STATED EXERCISE
Every line in the listing is to be echoed verbatim.

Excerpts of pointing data
---------------

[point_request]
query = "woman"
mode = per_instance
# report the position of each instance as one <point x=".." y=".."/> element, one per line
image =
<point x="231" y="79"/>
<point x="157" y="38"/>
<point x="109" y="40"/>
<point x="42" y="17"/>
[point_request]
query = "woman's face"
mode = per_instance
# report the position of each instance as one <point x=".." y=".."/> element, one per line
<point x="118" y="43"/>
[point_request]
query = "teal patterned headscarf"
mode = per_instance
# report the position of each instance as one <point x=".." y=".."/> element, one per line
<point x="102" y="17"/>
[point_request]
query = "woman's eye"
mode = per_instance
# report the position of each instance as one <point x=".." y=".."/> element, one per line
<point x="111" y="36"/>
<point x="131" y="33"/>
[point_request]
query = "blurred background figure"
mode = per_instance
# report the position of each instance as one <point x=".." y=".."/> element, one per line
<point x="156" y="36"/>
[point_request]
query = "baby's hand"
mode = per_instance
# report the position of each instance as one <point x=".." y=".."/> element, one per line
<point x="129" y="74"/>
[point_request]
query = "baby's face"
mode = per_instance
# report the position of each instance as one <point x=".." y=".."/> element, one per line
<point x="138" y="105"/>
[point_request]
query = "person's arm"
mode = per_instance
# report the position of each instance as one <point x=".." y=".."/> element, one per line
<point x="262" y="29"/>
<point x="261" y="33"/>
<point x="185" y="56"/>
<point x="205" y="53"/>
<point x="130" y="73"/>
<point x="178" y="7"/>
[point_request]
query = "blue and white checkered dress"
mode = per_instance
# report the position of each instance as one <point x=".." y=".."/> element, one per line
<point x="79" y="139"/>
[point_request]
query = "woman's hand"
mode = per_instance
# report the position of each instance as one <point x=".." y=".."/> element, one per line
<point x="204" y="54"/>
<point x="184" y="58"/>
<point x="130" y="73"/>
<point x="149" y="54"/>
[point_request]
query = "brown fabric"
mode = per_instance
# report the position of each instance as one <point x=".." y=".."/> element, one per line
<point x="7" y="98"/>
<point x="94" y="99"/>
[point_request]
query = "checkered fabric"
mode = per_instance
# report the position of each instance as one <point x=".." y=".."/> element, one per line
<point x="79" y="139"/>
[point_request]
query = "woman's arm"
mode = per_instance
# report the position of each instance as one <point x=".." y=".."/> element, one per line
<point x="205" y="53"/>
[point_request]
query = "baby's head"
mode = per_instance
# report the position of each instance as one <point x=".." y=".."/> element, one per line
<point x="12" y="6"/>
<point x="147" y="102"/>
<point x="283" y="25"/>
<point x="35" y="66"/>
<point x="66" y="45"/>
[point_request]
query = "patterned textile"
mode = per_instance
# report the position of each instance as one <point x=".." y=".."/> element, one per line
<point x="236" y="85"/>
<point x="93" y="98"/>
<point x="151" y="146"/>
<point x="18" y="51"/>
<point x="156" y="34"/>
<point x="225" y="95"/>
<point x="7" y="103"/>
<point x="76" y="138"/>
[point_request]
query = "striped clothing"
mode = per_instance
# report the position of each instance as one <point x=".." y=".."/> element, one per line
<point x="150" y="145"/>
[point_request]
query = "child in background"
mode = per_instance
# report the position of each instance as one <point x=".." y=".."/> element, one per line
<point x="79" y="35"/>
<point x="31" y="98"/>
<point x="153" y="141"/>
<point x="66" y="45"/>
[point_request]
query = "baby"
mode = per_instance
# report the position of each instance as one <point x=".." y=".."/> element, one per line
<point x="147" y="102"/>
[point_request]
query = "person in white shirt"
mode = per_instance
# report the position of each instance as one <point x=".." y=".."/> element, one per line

---------------

FULL SOLUTION
[point_request]
query = "woman"
mode = per_instance
# report the position of each instance as one <point x=".." y=".."/> element, one per line
image =
<point x="231" y="79"/>
<point x="157" y="38"/>
<point x="109" y="40"/>
<point x="42" y="17"/>
[point_request]
query = "woman's face"
mode = per_instance
# report the position of each instance as one <point x=".." y=".."/> element, one per line
<point x="118" y="43"/>
[point_request]
query = "teal patterned headscarf"
mode = per_instance
# report the position of each instance as one <point x=".." y=".."/> element, one per line
<point x="102" y="17"/>
[point_request]
query = "woman's eye"
mode = per_instance
# report the position of each instance as one <point x=".." y=".."/> element, one per line
<point x="111" y="36"/>
<point x="131" y="33"/>
[point_request]
query = "blurred background figure"
mode = per_instance
# report the position of each instance as one <point x=".." y=".."/> element, one per line
<point x="156" y="36"/>
[point_request]
query = "baby's hand"
mode = per_instance
# report the position of each instance as one <point x=".." y=".."/> element, one per line
<point x="129" y="74"/>
[point_request]
query = "baby's face"
mode = per_instance
# report the position of each instance as one <point x=".." y=".."/> element, one per line
<point x="138" y="105"/>
[point_request]
query = "person's arm"
mode = per_instance
# report the position of each instance as one <point x=".." y=".."/> element, one per line
<point x="262" y="29"/>
<point x="261" y="33"/>
<point x="185" y="56"/>
<point x="205" y="53"/>
<point x="130" y="73"/>
<point x="178" y="7"/>
[point_request]
query = "blue and white checkered dress"
mode = per_instance
# report the position of each instance as one <point x=".." y=".."/> element, one per line
<point x="79" y="139"/>
[point_request]
query = "woman's hand"
mode = per_instance
# report the position of each instance as one <point x=".." y=".."/> element, one per line
<point x="204" y="54"/>
<point x="184" y="58"/>
<point x="130" y="73"/>
<point x="149" y="54"/>
[point_request]
query = "brown fabric"
mode = per_instance
# report the position of each instance as one <point x=".." y=".."/> element, one per line
<point x="7" y="98"/>
<point x="94" y="99"/>
[point_request]
query = "checkered fabric"
mode = per_instance
# report the position of each instance as one <point x=".." y=".."/> element, one per line
<point x="79" y="139"/>
[point_request]
query = "woman's arm"
mode = per_instance
# report the position of each instance as one <point x=".." y=".."/> element, one per line
<point x="205" y="53"/>
[point_request]
query = "baby's head"
mode = per_instance
# report the position of each instance as one <point x=".." y=".."/> element, one per line
<point x="12" y="6"/>
<point x="147" y="102"/>
<point x="283" y="25"/>
<point x="35" y="66"/>
<point x="66" y="45"/>
[point_request]
query = "patterned textile"
mode = per_instance
# report the position of each instance as one <point x=".." y=".."/> element, one per line
<point x="236" y="85"/>
<point x="93" y="98"/>
<point x="151" y="146"/>
<point x="18" y="51"/>
<point x="156" y="34"/>
<point x="225" y="95"/>
<point x="7" y="103"/>
<point x="76" y="138"/>
[point_request]
query = "striped clothing"
mode = per_instance
# report the position of each instance as one <point x=".." y=".."/> element, one per line
<point x="150" y="145"/>
[point_request]
query = "child in background"
mode = per_instance
# report the position of each instance as one <point x=".." y=".."/> element, one per line
<point x="79" y="35"/>
<point x="31" y="98"/>
<point x="153" y="141"/>
<point x="66" y="45"/>
[point_request]
query = "baby"
mode = per_instance
# report the position of each instance as one <point x=".." y=".."/> element, one per line
<point x="147" y="102"/>
[point_request]
query = "person in white shirt"
mode = per_instance
# report the position of each instance as one <point x=".." y=".."/> element, one per line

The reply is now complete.